[Problem details]
Reproduce, word for word, every line starting at the line that contains "Annotate the round" and ending with the final line of the entries.

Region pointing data
• • • • •

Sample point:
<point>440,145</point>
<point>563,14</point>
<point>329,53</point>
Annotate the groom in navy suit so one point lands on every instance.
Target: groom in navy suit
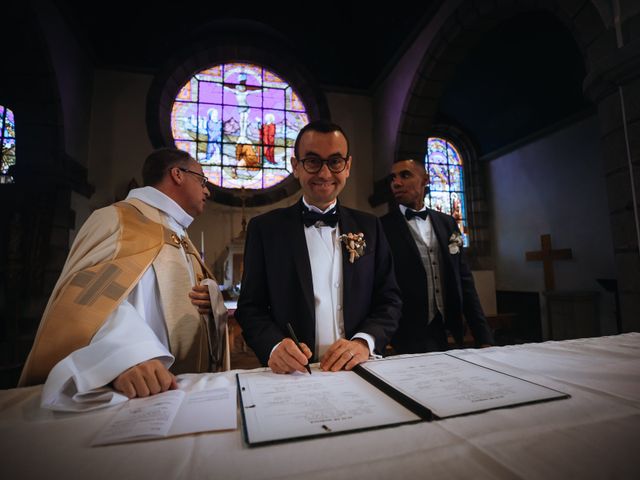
<point>434,277</point>
<point>308,265</point>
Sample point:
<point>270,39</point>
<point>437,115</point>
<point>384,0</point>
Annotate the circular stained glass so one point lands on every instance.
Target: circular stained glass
<point>240,122</point>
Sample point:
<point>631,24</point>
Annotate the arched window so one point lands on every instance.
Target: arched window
<point>446,182</point>
<point>8,143</point>
<point>240,121</point>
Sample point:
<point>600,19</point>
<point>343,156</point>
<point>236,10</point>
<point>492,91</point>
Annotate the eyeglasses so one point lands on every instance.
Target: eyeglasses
<point>314,164</point>
<point>203,178</point>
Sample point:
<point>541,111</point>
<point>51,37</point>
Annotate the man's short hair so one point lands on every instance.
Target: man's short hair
<point>322,126</point>
<point>418,164</point>
<point>160,162</point>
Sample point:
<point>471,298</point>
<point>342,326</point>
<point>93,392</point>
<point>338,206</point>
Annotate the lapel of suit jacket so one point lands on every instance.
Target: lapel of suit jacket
<point>402,228</point>
<point>347,224</point>
<point>300,252</point>
<point>442,234</point>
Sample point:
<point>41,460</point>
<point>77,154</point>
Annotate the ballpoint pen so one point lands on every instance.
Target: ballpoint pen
<point>295,339</point>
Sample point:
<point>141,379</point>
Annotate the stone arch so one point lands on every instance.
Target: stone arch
<point>456,35</point>
<point>460,31</point>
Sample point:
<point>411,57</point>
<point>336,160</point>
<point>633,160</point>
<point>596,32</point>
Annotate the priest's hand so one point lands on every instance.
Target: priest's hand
<point>287,357</point>
<point>146,378</point>
<point>345,354</point>
<point>200,298</point>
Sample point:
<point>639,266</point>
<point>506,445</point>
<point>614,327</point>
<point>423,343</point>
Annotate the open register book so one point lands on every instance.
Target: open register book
<point>207,404</point>
<point>375,394</point>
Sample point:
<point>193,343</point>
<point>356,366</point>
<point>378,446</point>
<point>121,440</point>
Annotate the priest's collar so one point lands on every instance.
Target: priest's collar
<point>313,208</point>
<point>159,200</point>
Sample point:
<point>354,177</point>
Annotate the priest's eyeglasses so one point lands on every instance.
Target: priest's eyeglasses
<point>314,164</point>
<point>203,178</point>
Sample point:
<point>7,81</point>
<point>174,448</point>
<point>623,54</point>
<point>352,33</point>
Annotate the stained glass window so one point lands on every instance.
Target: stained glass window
<point>446,182</point>
<point>240,121</point>
<point>8,143</point>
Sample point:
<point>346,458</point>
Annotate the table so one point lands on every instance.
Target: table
<point>594,434</point>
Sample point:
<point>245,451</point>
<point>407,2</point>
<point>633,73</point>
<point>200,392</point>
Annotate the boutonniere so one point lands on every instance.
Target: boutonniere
<point>355,244</point>
<point>455,243</point>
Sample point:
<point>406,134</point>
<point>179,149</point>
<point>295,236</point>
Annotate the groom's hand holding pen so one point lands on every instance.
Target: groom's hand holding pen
<point>290,355</point>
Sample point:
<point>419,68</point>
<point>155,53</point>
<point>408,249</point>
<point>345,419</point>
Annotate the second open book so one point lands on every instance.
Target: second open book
<point>376,394</point>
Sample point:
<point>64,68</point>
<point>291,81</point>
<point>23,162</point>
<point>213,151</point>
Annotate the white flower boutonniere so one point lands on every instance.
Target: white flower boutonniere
<point>455,243</point>
<point>355,244</point>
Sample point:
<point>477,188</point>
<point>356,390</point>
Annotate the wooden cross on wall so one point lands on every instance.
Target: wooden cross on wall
<point>547,256</point>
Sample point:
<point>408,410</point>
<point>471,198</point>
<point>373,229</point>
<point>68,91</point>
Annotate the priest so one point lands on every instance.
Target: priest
<point>134,305</point>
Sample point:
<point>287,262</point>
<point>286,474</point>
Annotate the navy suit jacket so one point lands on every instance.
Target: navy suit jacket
<point>277,284</point>
<point>459,291</point>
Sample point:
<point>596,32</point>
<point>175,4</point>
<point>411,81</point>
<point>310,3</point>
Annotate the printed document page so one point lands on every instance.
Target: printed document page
<point>278,407</point>
<point>451,386</point>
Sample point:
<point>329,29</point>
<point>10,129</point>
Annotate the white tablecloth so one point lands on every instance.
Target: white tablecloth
<point>594,434</point>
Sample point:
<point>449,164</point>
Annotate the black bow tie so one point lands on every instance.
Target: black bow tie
<point>412,214</point>
<point>310,217</point>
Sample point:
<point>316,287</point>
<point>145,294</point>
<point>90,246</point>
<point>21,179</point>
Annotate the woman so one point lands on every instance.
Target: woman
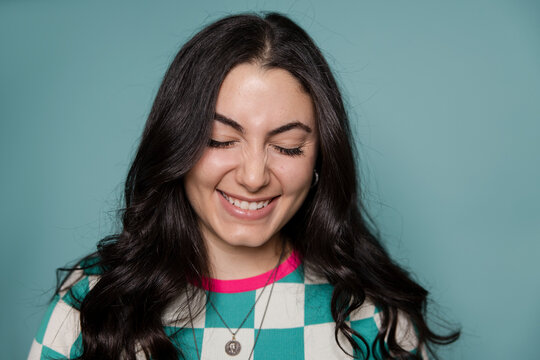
<point>243,232</point>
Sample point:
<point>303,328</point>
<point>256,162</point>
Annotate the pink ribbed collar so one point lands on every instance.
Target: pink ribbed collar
<point>254,282</point>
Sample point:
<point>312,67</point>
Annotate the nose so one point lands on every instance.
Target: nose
<point>253,173</point>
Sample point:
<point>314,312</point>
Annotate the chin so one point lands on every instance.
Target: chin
<point>248,240</point>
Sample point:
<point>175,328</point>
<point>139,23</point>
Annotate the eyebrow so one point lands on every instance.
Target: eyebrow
<point>292,125</point>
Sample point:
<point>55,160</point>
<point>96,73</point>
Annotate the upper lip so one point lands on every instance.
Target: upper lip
<point>246,198</point>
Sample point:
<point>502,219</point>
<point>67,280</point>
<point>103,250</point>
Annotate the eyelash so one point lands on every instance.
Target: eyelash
<point>285,151</point>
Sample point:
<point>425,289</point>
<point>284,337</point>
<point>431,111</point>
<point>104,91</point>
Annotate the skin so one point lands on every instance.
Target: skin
<point>252,156</point>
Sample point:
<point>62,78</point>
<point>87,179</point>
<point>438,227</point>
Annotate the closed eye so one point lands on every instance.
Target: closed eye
<point>220,144</point>
<point>290,151</point>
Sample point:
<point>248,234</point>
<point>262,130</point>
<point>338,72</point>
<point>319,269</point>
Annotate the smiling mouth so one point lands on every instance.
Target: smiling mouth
<point>246,205</point>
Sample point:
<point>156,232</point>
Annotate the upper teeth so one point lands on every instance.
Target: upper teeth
<point>246,205</point>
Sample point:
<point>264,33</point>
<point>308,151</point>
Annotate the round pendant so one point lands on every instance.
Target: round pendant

• • • • •

[Solution to the problem]
Annotate the round pendant so one point lands on every instance.
Target: round pendant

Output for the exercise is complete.